GOAL:
Starting with the line that contains "Guideline: the keypoint for each instance of the white table", copy every line through the end of the data below, exactly and with nothing added.

- - - - -

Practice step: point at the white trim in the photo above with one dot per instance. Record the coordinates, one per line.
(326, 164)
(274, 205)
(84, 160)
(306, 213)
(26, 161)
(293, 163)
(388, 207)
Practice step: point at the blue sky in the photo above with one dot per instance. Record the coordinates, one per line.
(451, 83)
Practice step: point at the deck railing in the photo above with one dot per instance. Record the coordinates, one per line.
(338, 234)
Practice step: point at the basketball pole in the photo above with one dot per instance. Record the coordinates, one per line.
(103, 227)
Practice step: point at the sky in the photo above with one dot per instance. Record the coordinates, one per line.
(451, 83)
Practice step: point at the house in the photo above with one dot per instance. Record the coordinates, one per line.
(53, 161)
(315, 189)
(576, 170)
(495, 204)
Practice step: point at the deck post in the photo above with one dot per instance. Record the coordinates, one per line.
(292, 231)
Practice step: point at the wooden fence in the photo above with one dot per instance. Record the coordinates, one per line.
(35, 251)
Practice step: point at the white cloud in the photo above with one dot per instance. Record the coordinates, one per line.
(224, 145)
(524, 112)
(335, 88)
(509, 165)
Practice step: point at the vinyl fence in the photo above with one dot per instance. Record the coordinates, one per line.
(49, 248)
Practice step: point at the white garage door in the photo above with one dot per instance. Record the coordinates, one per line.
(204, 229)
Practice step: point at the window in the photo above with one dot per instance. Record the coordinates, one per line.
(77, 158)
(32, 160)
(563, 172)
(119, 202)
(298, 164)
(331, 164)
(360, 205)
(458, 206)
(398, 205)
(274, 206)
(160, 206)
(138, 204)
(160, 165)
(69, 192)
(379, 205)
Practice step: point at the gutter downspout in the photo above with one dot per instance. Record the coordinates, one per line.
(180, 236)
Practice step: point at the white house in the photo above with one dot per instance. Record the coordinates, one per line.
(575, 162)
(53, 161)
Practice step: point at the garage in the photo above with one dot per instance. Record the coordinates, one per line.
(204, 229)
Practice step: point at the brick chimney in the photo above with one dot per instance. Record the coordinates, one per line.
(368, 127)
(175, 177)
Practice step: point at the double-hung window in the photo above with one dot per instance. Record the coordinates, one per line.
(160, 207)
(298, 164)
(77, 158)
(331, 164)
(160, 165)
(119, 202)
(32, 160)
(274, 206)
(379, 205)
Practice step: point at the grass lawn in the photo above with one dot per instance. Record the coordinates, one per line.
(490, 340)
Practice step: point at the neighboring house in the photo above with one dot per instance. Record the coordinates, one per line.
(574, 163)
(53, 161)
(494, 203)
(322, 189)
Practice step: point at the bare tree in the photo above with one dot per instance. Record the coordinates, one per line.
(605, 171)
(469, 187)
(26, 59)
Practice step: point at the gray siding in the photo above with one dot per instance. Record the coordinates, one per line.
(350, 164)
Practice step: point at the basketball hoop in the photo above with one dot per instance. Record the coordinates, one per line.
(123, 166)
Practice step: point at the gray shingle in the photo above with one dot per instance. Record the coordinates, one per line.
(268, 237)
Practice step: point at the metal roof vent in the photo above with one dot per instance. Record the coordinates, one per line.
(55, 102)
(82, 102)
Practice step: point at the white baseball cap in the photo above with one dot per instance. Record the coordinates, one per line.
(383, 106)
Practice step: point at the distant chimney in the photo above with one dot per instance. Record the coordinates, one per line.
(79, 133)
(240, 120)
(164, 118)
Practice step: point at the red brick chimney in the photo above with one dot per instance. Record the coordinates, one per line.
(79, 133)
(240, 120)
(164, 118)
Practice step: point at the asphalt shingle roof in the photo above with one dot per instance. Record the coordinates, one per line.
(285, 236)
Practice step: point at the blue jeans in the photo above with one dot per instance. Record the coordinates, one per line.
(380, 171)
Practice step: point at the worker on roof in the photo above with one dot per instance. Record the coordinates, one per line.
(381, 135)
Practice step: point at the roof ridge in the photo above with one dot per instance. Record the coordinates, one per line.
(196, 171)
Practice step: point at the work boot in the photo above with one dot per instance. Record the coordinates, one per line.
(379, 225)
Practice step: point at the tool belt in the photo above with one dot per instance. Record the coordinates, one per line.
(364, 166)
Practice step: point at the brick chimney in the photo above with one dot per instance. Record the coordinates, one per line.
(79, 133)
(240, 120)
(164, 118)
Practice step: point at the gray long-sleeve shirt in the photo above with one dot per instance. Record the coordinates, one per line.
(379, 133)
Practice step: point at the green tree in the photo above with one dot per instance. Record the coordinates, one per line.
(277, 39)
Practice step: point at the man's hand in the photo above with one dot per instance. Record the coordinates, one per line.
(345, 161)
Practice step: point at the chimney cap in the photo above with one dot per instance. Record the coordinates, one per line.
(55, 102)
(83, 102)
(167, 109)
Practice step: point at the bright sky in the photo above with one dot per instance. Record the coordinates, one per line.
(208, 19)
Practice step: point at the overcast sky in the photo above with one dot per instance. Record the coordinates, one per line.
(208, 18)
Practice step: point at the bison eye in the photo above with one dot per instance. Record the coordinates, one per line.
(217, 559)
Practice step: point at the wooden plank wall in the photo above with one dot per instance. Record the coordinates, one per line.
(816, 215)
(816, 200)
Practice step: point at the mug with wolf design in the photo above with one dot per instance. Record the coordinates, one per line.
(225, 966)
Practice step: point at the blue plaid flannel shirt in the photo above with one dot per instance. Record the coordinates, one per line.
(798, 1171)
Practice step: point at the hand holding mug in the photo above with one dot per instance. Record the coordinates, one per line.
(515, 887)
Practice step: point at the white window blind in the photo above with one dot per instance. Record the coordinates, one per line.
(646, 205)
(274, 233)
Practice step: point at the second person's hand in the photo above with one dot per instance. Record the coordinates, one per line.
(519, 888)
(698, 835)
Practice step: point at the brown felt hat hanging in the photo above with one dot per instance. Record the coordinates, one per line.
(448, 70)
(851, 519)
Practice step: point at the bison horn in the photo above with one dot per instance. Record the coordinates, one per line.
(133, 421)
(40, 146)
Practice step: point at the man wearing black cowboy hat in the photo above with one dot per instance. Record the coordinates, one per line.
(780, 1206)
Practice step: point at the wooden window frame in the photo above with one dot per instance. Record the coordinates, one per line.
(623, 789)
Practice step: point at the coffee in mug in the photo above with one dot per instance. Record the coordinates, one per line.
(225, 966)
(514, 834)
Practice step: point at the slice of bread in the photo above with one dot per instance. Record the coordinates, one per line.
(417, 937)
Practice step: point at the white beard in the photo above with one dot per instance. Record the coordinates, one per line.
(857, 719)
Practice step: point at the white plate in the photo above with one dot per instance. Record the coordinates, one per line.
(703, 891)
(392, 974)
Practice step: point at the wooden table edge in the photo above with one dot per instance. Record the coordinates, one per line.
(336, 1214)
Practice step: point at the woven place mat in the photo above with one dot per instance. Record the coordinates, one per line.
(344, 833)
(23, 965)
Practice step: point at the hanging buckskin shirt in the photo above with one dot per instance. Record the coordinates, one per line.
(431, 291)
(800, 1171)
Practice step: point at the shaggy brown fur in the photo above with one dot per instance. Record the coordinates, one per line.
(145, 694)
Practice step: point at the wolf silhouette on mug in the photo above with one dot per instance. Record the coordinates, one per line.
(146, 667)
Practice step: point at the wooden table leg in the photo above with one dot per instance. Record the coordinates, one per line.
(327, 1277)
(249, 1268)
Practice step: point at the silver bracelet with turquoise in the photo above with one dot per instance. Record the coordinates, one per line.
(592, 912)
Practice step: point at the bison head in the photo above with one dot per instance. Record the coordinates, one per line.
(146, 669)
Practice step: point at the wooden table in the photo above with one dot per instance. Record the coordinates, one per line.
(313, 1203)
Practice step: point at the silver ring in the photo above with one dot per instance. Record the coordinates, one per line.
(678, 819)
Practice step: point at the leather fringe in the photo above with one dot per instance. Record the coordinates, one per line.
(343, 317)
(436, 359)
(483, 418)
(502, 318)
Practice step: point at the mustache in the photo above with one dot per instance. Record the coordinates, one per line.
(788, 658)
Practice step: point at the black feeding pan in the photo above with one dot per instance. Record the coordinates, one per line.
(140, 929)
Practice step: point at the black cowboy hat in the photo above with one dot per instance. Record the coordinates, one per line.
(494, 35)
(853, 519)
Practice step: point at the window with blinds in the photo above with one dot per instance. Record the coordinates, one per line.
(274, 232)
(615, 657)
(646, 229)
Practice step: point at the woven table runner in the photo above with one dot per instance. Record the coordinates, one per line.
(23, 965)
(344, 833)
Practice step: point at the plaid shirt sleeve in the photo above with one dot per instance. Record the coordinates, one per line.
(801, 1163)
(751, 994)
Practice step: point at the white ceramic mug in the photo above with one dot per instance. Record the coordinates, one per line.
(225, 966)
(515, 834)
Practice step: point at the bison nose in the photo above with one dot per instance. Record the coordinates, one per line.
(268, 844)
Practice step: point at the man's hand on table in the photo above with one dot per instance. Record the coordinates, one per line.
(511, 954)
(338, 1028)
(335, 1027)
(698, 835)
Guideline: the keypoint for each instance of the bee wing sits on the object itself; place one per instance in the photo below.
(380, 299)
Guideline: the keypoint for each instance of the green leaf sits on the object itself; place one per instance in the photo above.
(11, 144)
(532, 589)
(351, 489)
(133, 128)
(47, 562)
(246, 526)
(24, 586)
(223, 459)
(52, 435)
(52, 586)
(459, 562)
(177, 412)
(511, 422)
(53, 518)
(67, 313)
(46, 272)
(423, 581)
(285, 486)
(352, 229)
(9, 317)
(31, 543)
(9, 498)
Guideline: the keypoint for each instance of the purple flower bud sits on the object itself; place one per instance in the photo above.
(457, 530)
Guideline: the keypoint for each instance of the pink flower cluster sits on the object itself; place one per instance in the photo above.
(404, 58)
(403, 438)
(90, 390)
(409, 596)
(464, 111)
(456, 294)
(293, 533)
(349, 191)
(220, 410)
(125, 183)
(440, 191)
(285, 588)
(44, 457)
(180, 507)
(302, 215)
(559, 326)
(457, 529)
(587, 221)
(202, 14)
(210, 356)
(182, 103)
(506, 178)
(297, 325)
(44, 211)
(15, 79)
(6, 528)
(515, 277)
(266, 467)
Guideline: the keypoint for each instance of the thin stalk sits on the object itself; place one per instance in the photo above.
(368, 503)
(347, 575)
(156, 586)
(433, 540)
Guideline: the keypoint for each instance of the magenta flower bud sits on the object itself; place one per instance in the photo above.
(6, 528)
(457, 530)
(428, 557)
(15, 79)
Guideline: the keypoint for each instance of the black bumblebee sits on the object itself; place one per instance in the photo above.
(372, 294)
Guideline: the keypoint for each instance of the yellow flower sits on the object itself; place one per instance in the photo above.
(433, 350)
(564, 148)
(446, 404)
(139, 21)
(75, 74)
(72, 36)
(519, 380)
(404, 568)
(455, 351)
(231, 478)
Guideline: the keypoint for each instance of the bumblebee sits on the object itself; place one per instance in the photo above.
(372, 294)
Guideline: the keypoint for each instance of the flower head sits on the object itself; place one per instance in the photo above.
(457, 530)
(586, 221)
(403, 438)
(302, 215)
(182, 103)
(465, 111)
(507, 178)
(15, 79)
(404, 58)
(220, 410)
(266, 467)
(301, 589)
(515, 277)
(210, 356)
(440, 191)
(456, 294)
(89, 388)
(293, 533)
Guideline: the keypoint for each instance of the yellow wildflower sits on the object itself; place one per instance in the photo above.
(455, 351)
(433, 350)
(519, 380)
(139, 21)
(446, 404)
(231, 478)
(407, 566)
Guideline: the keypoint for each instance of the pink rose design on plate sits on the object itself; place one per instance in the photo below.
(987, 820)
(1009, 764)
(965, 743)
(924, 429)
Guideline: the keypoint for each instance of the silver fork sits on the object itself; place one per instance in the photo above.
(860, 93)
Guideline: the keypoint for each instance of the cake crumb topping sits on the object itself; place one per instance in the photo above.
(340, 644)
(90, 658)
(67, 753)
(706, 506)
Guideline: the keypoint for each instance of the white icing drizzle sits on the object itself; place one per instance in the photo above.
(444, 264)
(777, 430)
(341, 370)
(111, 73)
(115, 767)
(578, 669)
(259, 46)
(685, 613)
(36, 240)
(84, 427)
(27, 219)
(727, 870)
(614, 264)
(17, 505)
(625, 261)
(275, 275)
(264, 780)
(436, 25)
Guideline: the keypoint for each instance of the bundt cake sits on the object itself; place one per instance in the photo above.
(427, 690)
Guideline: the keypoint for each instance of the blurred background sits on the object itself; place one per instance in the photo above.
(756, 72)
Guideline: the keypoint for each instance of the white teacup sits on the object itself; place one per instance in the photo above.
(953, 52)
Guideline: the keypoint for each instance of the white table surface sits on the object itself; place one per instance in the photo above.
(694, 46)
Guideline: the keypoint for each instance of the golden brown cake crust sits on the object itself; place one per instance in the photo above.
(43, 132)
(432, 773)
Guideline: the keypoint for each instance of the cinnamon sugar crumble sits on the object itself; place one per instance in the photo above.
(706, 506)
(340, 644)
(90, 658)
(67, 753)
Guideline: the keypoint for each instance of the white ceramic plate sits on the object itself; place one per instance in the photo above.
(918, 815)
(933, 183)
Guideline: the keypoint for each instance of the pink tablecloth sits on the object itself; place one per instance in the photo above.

- - - - -

SOLUTION TO THIS PROBLEM:
Guideline: the keypoint for each instance of the white table surface sits on the object itself; place one per instance in the photo above.
(694, 46)
Guideline: the keypoint for each instance of the golden brown cake crust sits on the object itself; place one per instance in the photo above.
(43, 132)
(432, 773)
Guideline: the keypoint for each instance of the cinnamon sugar crumble sits on the object itself; place one per instance in the photo above.
(706, 506)
(340, 644)
(90, 658)
(67, 753)
Guideline: the keypoint for each instance of the white ceramic plate sits on the object itself; place one per instance in the photo above.
(918, 815)
(933, 183)
Guideline: the keypoint for each instance of the pink tablecloth sits on the object itself; place one per instance in the photo above.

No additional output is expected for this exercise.